- TASK OBJECTIVE
Lines outside the range are not wanted. Give again exactly the lines between the line holding "Target: horse's tail" and the line holding "one marker per instance, written like [390,358]", inclusive, from the listing below.

- EXERCISE DATA
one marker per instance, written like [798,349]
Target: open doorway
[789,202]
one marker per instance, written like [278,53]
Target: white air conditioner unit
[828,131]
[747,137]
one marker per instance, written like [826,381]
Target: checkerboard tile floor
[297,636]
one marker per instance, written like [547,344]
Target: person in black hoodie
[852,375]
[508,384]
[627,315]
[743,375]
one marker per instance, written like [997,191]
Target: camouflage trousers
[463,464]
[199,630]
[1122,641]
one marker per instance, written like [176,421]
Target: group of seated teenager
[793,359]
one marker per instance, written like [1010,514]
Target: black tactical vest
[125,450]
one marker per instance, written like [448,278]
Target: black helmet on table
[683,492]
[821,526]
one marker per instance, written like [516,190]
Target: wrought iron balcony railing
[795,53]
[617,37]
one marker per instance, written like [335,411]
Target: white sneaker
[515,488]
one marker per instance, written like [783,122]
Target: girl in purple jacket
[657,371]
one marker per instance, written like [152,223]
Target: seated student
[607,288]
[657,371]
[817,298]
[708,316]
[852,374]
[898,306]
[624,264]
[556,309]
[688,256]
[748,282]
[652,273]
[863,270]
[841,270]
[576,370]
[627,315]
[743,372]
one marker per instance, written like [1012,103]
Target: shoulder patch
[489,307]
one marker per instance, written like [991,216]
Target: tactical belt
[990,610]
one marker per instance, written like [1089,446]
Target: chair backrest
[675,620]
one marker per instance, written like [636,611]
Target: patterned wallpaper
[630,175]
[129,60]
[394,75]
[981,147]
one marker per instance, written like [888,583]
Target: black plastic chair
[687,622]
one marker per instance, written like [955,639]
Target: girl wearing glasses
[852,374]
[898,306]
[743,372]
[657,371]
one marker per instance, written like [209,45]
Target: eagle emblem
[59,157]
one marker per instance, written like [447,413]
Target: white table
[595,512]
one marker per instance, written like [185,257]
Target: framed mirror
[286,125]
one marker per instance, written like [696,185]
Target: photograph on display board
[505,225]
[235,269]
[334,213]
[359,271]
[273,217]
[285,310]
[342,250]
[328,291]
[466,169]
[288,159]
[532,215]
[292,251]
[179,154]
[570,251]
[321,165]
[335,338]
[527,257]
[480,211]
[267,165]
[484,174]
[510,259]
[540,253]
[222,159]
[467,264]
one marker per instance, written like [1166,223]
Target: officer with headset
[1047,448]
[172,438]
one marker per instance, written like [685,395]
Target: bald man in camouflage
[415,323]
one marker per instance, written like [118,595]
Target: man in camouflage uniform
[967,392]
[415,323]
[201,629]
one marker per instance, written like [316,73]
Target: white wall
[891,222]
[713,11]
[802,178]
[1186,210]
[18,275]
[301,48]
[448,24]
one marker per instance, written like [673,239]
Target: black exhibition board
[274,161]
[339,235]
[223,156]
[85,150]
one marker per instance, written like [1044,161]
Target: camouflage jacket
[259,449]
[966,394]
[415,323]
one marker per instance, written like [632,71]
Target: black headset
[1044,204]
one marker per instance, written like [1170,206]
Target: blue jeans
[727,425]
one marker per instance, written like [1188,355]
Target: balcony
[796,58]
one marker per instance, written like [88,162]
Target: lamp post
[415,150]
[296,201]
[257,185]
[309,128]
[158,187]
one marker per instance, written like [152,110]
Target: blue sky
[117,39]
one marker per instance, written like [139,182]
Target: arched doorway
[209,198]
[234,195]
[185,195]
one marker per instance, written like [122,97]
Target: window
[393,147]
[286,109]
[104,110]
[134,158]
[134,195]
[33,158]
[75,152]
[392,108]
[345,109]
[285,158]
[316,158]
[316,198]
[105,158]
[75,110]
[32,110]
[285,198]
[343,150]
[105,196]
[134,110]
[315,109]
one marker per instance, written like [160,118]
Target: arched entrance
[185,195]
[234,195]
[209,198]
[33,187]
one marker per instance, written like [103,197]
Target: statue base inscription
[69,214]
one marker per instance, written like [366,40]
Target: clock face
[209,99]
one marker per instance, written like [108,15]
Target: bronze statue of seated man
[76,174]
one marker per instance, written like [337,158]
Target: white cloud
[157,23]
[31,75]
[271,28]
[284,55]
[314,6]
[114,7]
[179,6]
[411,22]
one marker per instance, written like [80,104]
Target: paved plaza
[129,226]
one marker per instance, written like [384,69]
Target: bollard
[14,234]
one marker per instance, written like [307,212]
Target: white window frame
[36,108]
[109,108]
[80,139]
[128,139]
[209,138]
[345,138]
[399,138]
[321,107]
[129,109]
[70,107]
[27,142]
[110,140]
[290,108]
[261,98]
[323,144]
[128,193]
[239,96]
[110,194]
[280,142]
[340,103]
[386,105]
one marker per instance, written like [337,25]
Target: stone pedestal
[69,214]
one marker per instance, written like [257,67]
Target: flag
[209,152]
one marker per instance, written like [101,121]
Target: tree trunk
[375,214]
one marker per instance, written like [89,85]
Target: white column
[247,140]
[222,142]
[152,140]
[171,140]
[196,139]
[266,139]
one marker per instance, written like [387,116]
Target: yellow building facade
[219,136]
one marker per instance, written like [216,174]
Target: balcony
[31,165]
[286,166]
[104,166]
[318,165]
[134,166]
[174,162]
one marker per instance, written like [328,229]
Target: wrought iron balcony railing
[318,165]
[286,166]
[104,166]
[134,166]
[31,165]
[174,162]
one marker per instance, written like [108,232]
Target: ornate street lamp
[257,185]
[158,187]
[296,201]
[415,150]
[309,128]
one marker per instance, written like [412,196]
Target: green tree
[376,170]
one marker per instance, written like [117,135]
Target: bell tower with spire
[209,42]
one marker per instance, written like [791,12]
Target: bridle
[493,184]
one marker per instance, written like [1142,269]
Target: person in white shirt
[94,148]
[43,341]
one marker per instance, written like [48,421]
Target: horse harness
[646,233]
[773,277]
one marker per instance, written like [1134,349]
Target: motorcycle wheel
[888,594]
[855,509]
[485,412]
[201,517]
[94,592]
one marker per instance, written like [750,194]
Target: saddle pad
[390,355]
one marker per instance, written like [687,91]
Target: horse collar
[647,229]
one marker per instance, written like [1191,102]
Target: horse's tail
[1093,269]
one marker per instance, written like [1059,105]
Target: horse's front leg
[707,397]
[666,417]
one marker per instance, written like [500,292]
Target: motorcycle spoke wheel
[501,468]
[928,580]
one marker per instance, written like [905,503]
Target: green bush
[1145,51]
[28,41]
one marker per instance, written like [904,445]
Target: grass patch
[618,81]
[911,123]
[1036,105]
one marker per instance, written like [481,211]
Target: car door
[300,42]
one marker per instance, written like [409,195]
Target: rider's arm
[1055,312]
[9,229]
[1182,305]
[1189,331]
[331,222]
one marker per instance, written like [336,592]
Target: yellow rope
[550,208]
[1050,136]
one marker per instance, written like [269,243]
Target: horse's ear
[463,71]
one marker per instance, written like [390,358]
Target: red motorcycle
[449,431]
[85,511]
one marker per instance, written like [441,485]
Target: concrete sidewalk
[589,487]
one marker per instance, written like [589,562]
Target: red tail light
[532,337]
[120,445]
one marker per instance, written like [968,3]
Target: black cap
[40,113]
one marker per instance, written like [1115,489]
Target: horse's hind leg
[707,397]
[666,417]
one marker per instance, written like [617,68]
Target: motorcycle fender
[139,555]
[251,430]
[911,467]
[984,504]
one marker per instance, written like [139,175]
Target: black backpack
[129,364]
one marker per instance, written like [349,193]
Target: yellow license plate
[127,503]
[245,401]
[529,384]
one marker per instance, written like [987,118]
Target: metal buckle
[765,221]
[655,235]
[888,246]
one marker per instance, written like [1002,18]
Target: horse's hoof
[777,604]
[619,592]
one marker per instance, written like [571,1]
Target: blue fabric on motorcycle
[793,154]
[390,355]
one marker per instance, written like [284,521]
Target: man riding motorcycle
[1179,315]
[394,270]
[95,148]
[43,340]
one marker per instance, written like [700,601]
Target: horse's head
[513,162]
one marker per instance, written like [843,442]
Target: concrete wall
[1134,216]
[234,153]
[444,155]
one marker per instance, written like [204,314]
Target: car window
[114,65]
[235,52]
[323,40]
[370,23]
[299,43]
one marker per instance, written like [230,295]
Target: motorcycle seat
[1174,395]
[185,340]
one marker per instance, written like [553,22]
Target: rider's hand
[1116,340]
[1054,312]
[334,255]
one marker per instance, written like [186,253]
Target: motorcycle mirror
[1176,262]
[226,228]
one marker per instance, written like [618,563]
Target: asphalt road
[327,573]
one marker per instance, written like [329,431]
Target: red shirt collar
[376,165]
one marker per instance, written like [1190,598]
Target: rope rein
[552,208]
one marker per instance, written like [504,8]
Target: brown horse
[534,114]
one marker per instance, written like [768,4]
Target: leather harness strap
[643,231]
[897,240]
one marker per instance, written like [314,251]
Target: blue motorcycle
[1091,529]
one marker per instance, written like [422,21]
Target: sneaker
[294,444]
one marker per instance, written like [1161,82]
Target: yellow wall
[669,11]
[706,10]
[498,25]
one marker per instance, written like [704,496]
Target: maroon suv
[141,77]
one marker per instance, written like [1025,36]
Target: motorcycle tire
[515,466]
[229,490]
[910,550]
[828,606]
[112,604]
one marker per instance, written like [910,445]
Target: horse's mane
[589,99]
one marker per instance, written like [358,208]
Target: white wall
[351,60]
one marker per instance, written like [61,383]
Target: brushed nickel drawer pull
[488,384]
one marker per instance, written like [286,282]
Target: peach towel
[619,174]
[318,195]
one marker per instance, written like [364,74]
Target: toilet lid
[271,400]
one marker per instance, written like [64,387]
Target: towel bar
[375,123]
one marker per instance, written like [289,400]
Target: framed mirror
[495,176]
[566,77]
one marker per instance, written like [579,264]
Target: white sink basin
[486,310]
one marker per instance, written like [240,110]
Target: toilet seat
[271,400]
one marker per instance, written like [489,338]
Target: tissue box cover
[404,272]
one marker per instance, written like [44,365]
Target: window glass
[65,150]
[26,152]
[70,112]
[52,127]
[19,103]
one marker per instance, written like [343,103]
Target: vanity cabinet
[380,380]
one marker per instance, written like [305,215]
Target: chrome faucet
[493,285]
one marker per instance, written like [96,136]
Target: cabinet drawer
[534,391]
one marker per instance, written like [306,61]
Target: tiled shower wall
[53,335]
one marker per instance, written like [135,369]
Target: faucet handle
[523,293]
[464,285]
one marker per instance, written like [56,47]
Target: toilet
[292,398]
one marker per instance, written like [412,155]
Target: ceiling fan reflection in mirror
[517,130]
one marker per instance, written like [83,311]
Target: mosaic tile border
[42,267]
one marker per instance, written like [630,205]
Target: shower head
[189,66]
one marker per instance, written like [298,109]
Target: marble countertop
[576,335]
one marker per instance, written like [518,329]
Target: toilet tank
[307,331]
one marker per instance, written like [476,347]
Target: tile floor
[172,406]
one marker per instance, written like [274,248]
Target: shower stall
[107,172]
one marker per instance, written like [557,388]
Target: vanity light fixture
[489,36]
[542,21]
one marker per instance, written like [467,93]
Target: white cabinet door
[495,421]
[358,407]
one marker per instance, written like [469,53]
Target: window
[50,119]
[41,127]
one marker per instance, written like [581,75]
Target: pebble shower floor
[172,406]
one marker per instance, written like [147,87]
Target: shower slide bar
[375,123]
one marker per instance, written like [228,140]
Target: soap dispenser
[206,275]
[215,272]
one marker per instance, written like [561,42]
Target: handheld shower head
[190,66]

- EXERCISE RESPONSE
Target: horse's tail
[1093,269]
one marker per instance, written like [1059,105]
Target: horse's front leg
[707,397]
[666,417]
one marker per instance, written like [500,292]
Target: motorcycle spoke wheel
[501,468]
[928,580]
one marker per instance, written like [905,503]
Target: green bush
[1145,51]
[28,41]
one marker per instance, written like [904,445]
Target: grass patch
[618,81]
[911,123]
[1036,105]
one marker per instance, written like [481,211]
Target: car door
[300,42]
one marker per instance, written like [409,195]
Target: rider's arm
[1055,312]
[9,229]
[1182,305]
[1189,331]
[331,222]
one marker per instance, written like [336,592]
Target: yellow rope
[550,208]
[1050,136]
one marker per instance, written like [269,243]
Target: horse's ear
[463,71]
one marker per instance, written like [390,358]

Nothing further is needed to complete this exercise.